* Exercise aim
Turn the lines below into a numbered list, leaving out blank lines and any pictures.

===== Provided entries

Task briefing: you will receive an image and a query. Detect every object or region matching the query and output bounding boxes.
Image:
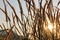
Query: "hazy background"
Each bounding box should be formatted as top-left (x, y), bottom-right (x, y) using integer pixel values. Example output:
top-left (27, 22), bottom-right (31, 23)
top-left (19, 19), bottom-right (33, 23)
top-left (0, 0), bottom-right (60, 25)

==========

* Task result
1. Task briefing: you will receive an image and a query. Detect every object or region matching the query and output bounding boxes.
2. Image:
3. Query: "hazy background"
4. Each bounding box should be formatted as top-left (x, y), bottom-right (x, y) using integer pixel values. Example output:
5. top-left (27, 22), bottom-right (31, 23)
6. top-left (19, 19), bottom-right (33, 23)
7. top-left (0, 0), bottom-right (60, 25)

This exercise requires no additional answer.